Una profonda conoscenza dei salmi
I salmi sono i nostri compagni quotidiani. Li incontriamo tre, quattro o cinque volte al giorno, a seconda della ripartizione dei salmi che seguiamo. Alcune comunità recitano tutti i 150 salmi in una settimana; la maggior parte delle comunità li recita in due settimane e alcune comunità più piccole in tre o quattro settimane, a seconda del numero dei monaci. Ricordiamo che queste preghiere sono state tradotte dalla loro versione originale ebraica in greco, latino, siriaco e aramaico. La maggior parte dei salmi si trovano tra i frammenti dei Manoscritti del Mar Morto. Questa raccolta di preghiere è stata recitata e utilizzata come fonte di preghiera per oltre 2.500 anni, sia nel culto sia nella preghiera privata. Gli studiosi che studiano la tradizione del deserto osservano che è il Nuovo Testamento quello a essere citato e meditato più spesso. Tuttavia, quando i Padri e le Madri del deserto citano l’Antico Testamento è a partire dai salmi. È interessante notare che quando vengono citati i salmi, spesso si tratta di un unico versetto che viene ripetuto numerose volte o anche riformulato come frutto della preghiera, mentre i monaci intrecciano cesti o corde.

→ **Da svolgere**:
[a] Rispondi in base al testo sui salmi:
(i) In quanto tempo la maggior parte delle comunità recita tutti i 150 salmi?
(ii) Per quanti anni la raccolta dei salmi è stata usata come fonte di preghiera?
(iii) Secondo gli studiosi della tradizione del deserto, quale parte della Bibbia viene citata e meditata più spesso?
[b] Riassumi il testo sui salmi in due frasi.

→ **Materiale estratto**:
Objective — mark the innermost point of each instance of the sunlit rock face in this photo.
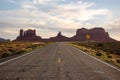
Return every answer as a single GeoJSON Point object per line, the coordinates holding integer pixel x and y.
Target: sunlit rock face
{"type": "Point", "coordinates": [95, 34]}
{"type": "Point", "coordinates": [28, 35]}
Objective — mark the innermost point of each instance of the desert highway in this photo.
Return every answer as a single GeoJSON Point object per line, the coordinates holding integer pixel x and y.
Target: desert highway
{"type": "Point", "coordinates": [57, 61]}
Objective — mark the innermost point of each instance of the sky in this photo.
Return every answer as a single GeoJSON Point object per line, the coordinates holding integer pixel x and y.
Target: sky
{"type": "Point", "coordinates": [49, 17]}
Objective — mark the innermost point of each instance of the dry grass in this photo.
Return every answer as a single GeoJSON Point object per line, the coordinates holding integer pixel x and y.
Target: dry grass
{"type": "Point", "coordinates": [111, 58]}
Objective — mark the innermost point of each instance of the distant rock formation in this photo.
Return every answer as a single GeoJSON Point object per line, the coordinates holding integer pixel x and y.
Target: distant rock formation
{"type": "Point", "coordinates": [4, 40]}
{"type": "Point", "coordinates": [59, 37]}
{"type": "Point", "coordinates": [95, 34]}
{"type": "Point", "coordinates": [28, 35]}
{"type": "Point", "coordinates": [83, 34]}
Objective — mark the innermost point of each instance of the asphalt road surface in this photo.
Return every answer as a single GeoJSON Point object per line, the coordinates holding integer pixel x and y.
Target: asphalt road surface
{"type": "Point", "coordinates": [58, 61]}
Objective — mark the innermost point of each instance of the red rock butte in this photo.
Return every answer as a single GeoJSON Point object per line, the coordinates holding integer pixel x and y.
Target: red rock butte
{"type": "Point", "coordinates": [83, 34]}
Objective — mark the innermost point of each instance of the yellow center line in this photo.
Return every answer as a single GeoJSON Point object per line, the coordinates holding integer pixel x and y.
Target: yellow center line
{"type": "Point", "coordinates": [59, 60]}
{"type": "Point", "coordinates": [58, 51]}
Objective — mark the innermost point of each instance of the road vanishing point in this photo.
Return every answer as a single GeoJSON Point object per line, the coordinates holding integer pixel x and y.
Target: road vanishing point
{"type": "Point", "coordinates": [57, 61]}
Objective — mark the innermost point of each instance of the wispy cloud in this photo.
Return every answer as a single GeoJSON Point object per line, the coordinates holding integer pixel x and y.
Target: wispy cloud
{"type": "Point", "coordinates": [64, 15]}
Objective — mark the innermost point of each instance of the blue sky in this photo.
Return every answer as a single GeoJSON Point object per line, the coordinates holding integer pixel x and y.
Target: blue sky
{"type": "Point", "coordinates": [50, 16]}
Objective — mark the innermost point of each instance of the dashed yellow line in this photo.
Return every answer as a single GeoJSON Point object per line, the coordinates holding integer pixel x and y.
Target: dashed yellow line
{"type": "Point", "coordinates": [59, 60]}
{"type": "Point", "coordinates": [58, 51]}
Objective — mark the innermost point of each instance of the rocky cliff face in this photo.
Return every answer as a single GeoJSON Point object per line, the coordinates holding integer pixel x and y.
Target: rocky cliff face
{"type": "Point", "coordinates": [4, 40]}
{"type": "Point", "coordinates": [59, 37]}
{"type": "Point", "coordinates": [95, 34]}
* * *
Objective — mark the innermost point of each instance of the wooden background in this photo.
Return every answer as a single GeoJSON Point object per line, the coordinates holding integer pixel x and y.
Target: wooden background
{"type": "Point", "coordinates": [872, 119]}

→ **Risposte per compito**:
[a]
(i) In due settimane.
(ii) Per oltre 2.500 anni.
(iii) Il Nuovo Testamento.

[b] I salmi vengono recitati più volte al giorno e le comunità li completano in un arco che va da una a quattro settimane; tradotti dall'ebraico in greco, latino, siriaco e aramaico, sono usati come preghiera da oltre 2.500 anni. Nella tradizione del deserto si cita più spesso il Nuovo Testamento, ma i Padri e le Madri del deserto citano l'Antico Testamento a partire dai salmi, spesso ripetendo un unico versetto mentre i monaci intrecciano cesti o corde.